_SEITENAUSZUG:_
______

Rund 400 einflussreiche Gäste kamen am Montag zum Sandwich-Lunch ins edle Mayflower-Hotel in Washington. Viel Interesse für Dick Cheney, der noch vor kurzem als politisch toxisch galt.
Über eine Stunde lang malte er für sein Publikum schwarz. Cheney ist überzeugt: Obamas Aussenpolitik führt die USA und die Welt ins Verderben. Jetzt werde die Basis geschaffen für schrecklicheres Unheil als jenes von 9/11, glaubt er.
Terrorismus und Al-Kaida seien nicht ausgerottet, wie Obama behaupte. Beim Militär zu sparen, sei ein Riesenfehler. Sich aus der Welt zurückzuziehen, ebenfalls.
Cheney: Irak-Krieg war rechtens – auch ohne Massenvernichtungswaffen
Die Welt werde nicht sicherer, sondern von Tag zu Tag gefährlicher. Und Cheney spricht wiederum von der Gefahr der Massenvernichtungswaffen. Sie waren damals, 2003, auch der Grund für den Krieg gegen Saddam Hussein – obschon dieser keine solchen Waffen hatte. Saddam hätte sie früher oder später gehabt, sagt Cheney heute. Der Krieg sei deshalb absolut gerechtfertigt gewesen.

______

_DEINE AUFGABE:_
Gib bitte den Seitenauszug oben vollständig und wortgetreu wieder.

_UNTERSUCHTE DATEN:_
______

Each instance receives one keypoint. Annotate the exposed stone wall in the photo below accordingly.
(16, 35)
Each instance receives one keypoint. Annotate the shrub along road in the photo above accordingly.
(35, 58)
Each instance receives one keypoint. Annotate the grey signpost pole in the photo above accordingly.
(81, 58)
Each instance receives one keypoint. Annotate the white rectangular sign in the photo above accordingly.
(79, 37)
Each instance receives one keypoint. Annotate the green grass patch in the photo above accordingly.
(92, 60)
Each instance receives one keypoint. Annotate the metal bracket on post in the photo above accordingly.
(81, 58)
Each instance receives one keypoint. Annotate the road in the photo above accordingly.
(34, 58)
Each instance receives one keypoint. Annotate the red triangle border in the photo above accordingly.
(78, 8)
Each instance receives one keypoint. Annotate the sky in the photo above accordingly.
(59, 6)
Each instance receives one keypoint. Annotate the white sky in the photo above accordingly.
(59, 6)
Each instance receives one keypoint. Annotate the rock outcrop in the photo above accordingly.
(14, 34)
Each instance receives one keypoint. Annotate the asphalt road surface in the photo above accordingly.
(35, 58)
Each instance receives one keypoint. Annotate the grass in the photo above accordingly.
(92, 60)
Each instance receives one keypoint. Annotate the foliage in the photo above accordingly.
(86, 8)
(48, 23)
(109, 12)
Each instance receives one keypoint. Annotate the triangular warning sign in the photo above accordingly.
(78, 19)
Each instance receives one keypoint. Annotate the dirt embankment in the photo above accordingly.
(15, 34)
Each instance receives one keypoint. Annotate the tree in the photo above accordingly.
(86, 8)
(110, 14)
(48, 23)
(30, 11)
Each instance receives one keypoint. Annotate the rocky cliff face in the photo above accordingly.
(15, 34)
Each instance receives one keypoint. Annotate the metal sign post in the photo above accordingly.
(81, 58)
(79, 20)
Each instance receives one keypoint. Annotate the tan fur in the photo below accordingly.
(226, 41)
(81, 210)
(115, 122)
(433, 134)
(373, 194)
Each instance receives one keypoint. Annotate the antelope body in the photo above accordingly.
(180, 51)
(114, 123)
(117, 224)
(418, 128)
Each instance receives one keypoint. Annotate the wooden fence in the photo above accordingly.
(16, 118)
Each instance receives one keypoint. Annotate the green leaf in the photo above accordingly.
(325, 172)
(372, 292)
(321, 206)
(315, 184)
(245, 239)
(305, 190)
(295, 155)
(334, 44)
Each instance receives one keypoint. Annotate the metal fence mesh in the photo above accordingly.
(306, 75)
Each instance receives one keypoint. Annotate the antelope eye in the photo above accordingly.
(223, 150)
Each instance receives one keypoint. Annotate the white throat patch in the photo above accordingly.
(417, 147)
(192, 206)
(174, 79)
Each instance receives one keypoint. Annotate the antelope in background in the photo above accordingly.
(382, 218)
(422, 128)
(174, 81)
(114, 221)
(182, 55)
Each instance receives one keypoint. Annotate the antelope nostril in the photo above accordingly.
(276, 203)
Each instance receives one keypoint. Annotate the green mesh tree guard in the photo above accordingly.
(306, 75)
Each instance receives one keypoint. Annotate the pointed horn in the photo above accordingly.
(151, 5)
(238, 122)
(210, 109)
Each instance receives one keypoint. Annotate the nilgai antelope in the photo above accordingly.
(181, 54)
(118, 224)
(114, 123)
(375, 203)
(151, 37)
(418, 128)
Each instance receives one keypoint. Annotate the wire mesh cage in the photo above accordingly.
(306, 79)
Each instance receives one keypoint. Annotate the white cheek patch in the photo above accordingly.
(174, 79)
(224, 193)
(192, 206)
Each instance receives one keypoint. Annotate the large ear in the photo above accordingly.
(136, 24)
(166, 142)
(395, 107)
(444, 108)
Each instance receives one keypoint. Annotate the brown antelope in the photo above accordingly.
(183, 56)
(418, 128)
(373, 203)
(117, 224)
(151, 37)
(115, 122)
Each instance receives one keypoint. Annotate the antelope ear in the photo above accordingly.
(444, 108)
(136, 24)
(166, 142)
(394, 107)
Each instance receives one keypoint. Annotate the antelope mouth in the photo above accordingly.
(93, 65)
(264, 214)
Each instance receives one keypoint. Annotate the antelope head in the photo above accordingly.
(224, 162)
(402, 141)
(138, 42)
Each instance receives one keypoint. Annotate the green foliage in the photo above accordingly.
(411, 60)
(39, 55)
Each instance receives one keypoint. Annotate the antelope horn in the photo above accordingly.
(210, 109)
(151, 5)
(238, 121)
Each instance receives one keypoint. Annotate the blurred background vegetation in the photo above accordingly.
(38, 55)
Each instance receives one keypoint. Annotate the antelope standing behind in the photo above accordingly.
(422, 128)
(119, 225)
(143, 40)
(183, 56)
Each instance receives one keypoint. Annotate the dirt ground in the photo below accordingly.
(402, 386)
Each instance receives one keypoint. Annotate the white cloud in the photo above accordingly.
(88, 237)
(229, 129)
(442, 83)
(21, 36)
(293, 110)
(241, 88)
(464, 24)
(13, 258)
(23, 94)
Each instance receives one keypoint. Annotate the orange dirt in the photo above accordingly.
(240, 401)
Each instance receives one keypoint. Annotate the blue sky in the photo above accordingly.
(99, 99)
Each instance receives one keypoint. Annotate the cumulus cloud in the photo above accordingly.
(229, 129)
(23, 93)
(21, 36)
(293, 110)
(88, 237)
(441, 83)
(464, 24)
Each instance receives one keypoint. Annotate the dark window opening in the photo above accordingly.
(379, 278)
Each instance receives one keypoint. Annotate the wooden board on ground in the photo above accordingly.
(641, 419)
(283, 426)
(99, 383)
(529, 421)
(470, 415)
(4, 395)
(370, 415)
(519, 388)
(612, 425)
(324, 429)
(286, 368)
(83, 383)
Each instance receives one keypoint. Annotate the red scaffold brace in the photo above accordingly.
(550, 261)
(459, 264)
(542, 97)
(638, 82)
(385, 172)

______

_FERTIGE ÜBUNG:_
Rund 400 einflussreiche Gäste kamen am Montag zum Sandwich-Lunch ins edle Mayflower-Hotel in Washington. Viel Interesse für Dick Cheney, der noch vor kurzem als politisch toxisch galt.
Über eine Stunde lang malte er für sein Publikum schwarz. Cheney ist überzeugt: Obamas Aussenpolitik führt die USA und die Welt ins Verderben. Jetzt werde die Basis geschaffen für schrecklicheres Unheil als jenes von 9/11, glaubt er.
Terrorismus und Al-Kaida seien nicht ausgerottet, wie Obama behaupte. Beim Militär zu sparen, sei ein Riesenfehler. Sich aus der Welt zurückzuziehen, ebenfalls.
Cheney: Irak-Krieg war rechtens – auch ohne Massenvernichtungswaffen
Die Welt werde nicht sicherer, sondern von Tag zu Tag gefährlicher. Und Cheney spricht wiederum von der Gefahr der Massenvernichtungswaffen. Sie waren damals, 2003, auch der Grund für den Krieg gegen Saddam Hussein – obschon dieser keine solchen Waffen hatte. Saddam hätte sie früher oder später gehabt, sagt Cheney heute. Der Krieg sei deshalb absolut gerechtfertigt gewesen.